REQUIREMENTS:
(1) Replace "Arrow Lake" with "Core Ultra 200S" in the PCIe lanes text, and give the passage from "Meanwhile on the" up to and including "groups of 4..." with that change.
(2) Carry on writing the PCIe lanes text, starting after its last sentence.
— BEGIN READING TEXT —
At the end of the day, it's never possible to make everyone happy with available solutions. There are solutions for you out there. You just need to pay for it.
Meanwhile on the Intel side of the fence, Arrow Lake has "only" 20 PCIe 5.0 lanes but USB4 is integrated into the CPU so you don't lose any. And the link between CPU and chipset is a dedicated PCIe 4.0 x8 one, so not only are no lanes or bandwidth wasted, it's also twice as fast as when AMD offers. In short Arrow Lake CPUs, despite having 8 fewer PCIe 5.0 lanes than Zen 4 or 5, have exactly the same number of available 5.0 lanes compared to their competition. Unfortunately the Z890 chipset, despite having 24 PCIe 4.0 lanes, also restricts them to maximum groups of 4...
— END READING TEXT —
— BEGIN RECORDS SHOWN —
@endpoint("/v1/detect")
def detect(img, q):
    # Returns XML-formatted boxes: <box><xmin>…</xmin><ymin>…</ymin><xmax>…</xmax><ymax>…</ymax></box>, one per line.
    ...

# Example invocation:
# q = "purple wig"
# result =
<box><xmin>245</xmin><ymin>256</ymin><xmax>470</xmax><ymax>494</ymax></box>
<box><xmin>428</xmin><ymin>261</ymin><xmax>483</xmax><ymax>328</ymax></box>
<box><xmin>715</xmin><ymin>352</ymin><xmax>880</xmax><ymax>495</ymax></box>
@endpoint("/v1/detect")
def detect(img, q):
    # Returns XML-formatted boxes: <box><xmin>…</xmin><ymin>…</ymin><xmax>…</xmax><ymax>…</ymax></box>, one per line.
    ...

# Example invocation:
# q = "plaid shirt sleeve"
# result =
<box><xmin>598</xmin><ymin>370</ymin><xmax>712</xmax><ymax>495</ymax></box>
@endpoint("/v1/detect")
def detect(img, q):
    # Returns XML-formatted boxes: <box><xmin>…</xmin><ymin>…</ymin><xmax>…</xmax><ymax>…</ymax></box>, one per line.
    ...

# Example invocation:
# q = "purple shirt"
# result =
— END RECORDS SHOWN —
— BEGIN RECORDS SHOWN —
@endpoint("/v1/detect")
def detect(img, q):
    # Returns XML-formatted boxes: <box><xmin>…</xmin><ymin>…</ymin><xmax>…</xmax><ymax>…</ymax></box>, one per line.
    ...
— END RECORDS SHOWN —
ANSWERS FOR THE TASKS:
(1)
Meanwhile on the Intel side of the fence, Core Ultra 200S has "only" 20 PCIe 5.0 lanes but USB4 is integrated into the CPU so you don't lose any. And the link between CPU and chipset is a dedicated PCIe 4.0 x8 one, so not only are no lanes or bandwidth wasted, it's also twice as fast as when AMD offers. In short Core Ultra 200S CPUs, despite having 8 fewer PCIe 5.0 lanes than Zen 4 or 5, have exactly the same number of available 5.0 lanes compared to their competition. Unfortunately the Z890 chipset, despite having 24 PCIe 4.0 lanes, also restricts them to maximum groups of 4...

(2)
Intel's current chipset is a bit better, I agree, but it's not fundamentally better. It's always a nitpick for nerds. They have integrated Thunderbolt 4, not native USB4, so their PCIe traffic over TB4 port is ~2.8 GB/s, at best, due to PCIe 3.0 x4 link on the PHY and the link overhead, whereas native ASM4242 AMS2464 controllers allow ~3.8 GB/s due to Gen4 x4 support. Those are speeds I get on my USB4 external drive from Akasa.
I agree that dekstop IO can improve, and it will, but there's nothing fundamentally wrong with it for 99% of users.